Fish Bulletin 157. Guide To The Coastal Marine Fishes of California


This is a comprehensive identification guide encompassing all shallow marine fishes within California waters.

Geographic range limits, maximum size, depth range, a brief color description, and some meristic counts including, if available: fin ray counts, lateral line pores, lateral line scales, gill rakers, and vertebrae are given. Body proportions and shapes are used in the keys and a statement concerning the rarity or commonness in California is given for each species.

In all, 554 species are described. Three of these have not been recorded or confirmed as occurring in California waters but are included since they are apt to appear. The remainder have been recorded as occurring in an area between the Mexican and Oregon borders and offshore to at least 50 miles. Five of California species as yet have not been named or described, and ichthyologists studying these new forms have given information on identification to enable inclusion here. A dichotomous key to 144 families includes an outline figure of a representative for all but two families. Keys are presented for all larger families, and diagnostic features are pointed out on most of the figures. Illustrations are presented for all but eight species.

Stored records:
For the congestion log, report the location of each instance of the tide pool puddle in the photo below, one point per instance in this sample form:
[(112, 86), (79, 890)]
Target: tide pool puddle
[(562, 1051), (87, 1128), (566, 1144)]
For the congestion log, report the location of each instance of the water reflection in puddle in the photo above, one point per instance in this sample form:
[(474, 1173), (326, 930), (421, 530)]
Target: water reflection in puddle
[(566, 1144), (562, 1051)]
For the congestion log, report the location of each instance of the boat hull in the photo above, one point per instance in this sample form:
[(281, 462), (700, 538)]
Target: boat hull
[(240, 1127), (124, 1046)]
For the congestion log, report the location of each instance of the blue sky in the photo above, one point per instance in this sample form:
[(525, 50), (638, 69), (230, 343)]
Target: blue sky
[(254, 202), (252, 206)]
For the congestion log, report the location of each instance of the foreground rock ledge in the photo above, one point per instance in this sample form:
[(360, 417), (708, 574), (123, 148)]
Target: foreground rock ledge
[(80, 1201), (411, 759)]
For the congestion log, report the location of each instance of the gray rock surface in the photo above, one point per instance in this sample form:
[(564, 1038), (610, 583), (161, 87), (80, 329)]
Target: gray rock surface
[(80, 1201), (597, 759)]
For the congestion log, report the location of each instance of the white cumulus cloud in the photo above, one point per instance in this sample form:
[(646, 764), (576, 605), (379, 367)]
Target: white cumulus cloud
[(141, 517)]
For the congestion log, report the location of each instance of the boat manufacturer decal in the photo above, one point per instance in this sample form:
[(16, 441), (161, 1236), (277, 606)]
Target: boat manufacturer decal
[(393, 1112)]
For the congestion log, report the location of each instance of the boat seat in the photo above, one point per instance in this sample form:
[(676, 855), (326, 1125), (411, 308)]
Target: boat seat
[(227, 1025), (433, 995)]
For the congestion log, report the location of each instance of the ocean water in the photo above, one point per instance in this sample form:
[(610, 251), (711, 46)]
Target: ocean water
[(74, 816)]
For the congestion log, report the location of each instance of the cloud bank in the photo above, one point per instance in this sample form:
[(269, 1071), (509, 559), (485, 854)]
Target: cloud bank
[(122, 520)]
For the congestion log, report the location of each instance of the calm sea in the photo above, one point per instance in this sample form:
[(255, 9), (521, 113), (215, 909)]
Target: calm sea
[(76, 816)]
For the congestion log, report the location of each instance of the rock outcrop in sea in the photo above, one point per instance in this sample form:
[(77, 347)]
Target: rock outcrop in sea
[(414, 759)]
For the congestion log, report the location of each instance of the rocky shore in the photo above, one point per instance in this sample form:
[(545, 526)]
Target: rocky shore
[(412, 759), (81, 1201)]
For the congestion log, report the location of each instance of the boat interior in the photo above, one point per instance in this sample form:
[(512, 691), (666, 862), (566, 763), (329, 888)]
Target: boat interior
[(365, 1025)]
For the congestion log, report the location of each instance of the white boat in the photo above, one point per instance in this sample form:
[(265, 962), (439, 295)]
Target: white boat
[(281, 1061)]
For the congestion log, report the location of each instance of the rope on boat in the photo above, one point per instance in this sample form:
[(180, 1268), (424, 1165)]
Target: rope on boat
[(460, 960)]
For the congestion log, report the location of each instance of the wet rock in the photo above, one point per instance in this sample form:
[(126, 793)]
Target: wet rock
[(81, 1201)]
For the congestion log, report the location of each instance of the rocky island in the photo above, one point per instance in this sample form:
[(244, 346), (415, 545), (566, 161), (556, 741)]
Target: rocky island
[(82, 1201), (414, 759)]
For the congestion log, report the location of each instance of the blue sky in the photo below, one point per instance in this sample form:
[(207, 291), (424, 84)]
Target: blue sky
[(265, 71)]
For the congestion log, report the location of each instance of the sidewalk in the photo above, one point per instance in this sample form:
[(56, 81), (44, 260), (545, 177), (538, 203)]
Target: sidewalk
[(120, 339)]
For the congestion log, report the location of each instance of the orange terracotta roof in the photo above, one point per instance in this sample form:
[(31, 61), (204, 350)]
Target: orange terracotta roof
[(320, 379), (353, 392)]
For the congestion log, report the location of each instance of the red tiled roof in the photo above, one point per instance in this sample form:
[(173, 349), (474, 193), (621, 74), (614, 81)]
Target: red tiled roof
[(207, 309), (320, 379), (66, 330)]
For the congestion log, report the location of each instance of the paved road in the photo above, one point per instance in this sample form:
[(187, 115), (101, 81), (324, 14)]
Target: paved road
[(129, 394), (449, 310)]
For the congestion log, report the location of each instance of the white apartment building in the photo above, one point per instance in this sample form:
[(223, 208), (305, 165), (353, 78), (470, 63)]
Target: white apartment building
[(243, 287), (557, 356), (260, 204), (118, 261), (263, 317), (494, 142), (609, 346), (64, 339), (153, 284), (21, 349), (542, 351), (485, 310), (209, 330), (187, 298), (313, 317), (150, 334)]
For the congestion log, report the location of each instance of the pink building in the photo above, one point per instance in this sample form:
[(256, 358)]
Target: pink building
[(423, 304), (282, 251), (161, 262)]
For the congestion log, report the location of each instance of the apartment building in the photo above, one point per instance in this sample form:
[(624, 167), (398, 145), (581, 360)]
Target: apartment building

* Questions
• a. Answer these from the California fish guide excerpt:
(i) How many species does the guide describe in all?
(ii) How many families does the dichotomous key cover?
(iii) For how many species are no illustrations presented?
• b. Repeat the part of the California fish guide excerpt starting with "In all, 554" and going on through "but eight species.".
• c. Write what follows the last sentence of the California fish guide excerpt.

* Responses per task
• a.
(i) 554
(ii) 144
(iii) Eight

• b.
In all, 554 species are described. Three of these have not been recorded or confirmed as occurring in California waters but are included since they are apt to appear. The remainder have been recorded as occurring in an area between the Mexican and Oregon borders and offshore to at least 50 miles. Five of California species as yet have not been named or described, and ichthyologists studying these new forms have given information on identification to enable inclusion here. A dichotomous key to 144 families includes an outline figure of a representative for all but two families. Keys are presented for all larger families, and diagnostic features are pointed out on most of the figures. Illustrations are presented for all but eight species.

• c.
of the 554 species, 439 are found primarily in depths less than 400 ft., 48 are meso- or bathypelagic species, and 67 are deepwater bottom dwelling forms rarely taken in less than 400 ft. depth. The deepwater forms included are those taken in commercial trawling gear or that occasionally occur near the surface.

An illustrated glossary is included to facilitate use of the identification keys and species descriptions. A comments section presents in detail reasons for certain taxonomic choices and to acknowledge personal communications.

Original data presented include a ventral sensory pore pattern key for the skates, 170 geographic range limit extensions, and several depth range and maximum size records. Many of the family keys have been revised to incorporate recent taxonomic changes and to clarify previously ambiguous terminology.